**Set of tasks**:
1. Duplicate, word for word, the stretch of the aviation safety passage from "Five months before" through "on December 2019.".
2. In one to three sentences, explain what the aviation safety passage says prompted the grounding of the global 737 max fleet.

**Passage for review**:
Imagine if hospitals could fly? Would they be safer for patients? Before you say to yourself, what a silly question. Please hear me out…
On March 10, 2019, Ethiopian Airlines’ Flight ET 302 (operated by Boeing 737 max) took off from Addis Ababa at 08:38 am local time for a routine 2-hour flight to Nairobi, Kenya. 6 minutes later, it took a fatal nose dive and crashed 30 miles to the southeast of the airport. It was an aviation industry catastrophe with all 157 people on board dying.
Five months before that accident, another airline (Lion Air) lost a similar airplane (737 max) in, yet, another mysterious crash. It took only 2 tragic events (5 months apart), for the aviation industry to have a swift response which resulted in all global 737 max fleet being grounded, and a major FAA investigation initiated, with the subsequent firing of Boeing’s CEO on December 2019.
Nevertheless, as tragic as those crashes were, the aviation industry’s safety track record (including Boeing’s) continues to be light years ahead, compared to the healthcare system’s safety industry and its culture.

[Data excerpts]
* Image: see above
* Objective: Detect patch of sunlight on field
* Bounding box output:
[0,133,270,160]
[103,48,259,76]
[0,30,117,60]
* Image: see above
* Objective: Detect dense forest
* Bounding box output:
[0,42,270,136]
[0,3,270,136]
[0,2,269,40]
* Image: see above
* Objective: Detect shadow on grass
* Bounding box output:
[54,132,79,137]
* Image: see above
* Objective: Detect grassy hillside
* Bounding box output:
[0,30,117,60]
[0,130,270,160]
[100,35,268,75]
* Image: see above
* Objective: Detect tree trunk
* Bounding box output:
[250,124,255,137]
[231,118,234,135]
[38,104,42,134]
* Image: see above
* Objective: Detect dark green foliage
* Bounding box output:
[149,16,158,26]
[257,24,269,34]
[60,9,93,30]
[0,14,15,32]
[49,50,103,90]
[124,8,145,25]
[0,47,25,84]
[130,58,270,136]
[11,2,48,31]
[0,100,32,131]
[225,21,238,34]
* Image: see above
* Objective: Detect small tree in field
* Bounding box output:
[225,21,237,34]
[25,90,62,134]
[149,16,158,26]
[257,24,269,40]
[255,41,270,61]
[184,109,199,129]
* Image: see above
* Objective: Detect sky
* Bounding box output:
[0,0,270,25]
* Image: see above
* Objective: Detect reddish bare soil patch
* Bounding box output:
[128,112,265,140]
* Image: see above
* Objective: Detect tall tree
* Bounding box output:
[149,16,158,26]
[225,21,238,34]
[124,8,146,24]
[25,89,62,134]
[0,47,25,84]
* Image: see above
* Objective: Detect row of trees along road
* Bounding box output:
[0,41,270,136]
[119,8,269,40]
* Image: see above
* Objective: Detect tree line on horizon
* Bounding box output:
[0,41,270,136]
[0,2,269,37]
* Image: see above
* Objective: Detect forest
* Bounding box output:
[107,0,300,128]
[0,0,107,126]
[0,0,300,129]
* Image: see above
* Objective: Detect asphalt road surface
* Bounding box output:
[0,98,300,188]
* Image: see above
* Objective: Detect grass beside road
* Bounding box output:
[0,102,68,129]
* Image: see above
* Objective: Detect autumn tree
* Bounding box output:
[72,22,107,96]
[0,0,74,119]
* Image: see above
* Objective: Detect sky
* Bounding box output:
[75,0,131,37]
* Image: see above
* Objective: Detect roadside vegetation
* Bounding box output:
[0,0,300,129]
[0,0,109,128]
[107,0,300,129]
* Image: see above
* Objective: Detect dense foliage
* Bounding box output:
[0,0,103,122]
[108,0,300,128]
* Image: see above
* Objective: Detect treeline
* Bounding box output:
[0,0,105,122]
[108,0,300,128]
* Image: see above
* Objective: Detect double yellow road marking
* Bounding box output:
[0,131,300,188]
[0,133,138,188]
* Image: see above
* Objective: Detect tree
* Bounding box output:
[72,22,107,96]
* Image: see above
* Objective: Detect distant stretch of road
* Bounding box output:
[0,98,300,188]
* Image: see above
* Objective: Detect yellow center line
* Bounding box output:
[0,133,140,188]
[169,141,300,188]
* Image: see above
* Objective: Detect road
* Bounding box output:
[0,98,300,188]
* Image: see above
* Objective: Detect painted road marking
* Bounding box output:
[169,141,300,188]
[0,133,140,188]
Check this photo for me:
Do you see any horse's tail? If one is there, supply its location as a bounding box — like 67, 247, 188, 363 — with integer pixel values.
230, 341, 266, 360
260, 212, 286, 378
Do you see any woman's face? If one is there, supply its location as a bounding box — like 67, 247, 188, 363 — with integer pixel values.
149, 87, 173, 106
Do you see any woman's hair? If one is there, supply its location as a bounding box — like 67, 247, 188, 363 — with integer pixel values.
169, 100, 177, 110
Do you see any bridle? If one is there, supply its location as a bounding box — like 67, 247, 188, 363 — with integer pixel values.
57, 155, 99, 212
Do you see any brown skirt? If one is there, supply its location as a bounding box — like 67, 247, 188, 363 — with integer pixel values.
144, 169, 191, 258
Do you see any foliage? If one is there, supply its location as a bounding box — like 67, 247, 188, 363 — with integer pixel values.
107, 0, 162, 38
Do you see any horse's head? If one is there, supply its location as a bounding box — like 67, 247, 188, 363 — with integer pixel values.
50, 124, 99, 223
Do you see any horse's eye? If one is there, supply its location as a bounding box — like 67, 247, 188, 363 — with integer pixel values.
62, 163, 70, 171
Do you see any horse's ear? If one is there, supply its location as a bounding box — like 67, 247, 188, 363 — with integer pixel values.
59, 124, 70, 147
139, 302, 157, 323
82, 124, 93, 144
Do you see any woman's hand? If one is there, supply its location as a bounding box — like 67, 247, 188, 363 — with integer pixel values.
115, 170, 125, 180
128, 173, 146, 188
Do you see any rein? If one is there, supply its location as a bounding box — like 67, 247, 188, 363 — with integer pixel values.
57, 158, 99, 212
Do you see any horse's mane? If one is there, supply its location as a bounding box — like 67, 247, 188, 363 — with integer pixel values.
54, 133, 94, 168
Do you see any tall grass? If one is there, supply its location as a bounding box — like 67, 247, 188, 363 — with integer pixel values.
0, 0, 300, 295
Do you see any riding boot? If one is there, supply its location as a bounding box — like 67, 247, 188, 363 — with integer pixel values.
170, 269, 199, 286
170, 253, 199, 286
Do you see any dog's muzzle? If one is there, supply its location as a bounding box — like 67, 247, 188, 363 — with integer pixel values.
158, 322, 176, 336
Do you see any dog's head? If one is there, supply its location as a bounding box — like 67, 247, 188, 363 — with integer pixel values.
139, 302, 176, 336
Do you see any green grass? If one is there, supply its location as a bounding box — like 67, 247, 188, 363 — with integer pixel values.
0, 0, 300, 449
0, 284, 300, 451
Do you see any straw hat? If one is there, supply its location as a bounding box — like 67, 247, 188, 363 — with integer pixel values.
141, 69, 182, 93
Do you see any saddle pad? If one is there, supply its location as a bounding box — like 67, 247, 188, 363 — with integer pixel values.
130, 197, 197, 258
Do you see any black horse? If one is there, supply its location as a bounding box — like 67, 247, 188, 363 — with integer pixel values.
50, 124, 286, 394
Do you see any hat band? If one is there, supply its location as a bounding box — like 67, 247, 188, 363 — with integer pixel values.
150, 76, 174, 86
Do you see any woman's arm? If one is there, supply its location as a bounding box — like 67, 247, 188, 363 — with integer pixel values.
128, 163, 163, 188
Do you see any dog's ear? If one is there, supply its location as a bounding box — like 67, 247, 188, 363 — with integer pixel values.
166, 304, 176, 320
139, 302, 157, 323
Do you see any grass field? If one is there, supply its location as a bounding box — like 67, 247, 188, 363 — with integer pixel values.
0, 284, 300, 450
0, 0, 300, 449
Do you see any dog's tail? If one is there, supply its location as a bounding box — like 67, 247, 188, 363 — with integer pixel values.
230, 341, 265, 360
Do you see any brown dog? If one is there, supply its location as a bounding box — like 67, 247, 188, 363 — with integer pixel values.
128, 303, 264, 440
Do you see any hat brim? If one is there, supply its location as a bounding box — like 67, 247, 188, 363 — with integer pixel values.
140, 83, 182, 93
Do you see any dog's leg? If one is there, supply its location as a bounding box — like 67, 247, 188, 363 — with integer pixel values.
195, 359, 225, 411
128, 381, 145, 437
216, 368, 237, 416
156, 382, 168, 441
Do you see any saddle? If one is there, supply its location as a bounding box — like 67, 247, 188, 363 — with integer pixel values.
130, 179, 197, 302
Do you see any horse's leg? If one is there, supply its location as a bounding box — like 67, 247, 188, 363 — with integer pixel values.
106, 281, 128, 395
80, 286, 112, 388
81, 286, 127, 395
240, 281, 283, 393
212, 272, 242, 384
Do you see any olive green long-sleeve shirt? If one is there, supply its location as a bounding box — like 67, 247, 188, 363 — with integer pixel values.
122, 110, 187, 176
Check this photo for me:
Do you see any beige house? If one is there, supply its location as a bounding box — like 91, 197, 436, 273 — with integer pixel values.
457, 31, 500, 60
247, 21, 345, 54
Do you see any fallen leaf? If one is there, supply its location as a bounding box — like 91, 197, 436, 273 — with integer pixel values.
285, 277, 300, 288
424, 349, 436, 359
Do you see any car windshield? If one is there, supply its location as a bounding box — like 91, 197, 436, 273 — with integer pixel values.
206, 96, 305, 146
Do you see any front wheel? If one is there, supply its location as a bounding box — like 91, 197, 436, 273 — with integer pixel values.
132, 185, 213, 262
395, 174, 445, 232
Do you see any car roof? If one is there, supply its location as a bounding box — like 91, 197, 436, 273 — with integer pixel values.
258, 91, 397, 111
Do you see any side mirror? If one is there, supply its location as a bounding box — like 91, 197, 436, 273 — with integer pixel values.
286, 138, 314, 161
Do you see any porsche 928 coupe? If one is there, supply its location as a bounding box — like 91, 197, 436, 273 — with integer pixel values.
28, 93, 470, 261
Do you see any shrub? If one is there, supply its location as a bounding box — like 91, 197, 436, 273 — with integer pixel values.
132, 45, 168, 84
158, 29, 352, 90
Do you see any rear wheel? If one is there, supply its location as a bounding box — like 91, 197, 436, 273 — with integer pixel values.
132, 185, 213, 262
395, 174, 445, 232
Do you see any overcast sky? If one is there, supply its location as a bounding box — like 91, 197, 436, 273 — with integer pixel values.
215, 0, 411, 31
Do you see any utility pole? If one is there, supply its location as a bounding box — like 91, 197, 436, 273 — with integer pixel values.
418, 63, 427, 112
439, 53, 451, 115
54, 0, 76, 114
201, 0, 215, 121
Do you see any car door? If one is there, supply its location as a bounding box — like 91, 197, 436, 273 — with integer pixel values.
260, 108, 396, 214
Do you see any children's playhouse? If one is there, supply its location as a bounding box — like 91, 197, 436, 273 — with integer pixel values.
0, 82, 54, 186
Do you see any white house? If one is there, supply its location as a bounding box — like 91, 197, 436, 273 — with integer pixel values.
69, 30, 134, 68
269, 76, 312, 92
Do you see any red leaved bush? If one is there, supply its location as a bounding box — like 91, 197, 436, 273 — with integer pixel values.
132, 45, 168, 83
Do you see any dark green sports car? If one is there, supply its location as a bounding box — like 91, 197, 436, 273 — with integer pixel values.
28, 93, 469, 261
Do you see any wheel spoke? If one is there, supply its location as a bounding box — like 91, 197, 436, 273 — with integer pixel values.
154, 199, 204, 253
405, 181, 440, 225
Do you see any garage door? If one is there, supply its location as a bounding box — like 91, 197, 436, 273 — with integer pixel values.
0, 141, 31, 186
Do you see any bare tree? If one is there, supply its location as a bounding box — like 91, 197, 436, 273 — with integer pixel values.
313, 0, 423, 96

**Responses by item number**:
1.
Five months before that accident, another airline (Lion Air) lost a similar airplane (737 max) in, yet, another mysterious crash. It took only 2 tragic events (5 months apart), for the aviation industry to have a swift response which resulted in all global 737 max fleet being grounded, and a major FAA investigation initiated, with the subsequent firing of Boeing’s CEO on December 2019.

2. Two crashes of 737 max airplanes occurred five months apart: a Lion Air crash, then Ethiopian Airlines Flight ET 302, which killed all 157 people on board. Those two events brought a swift response from the aviation industry, which grounded the fleet worldwide and started a major FAA investigation.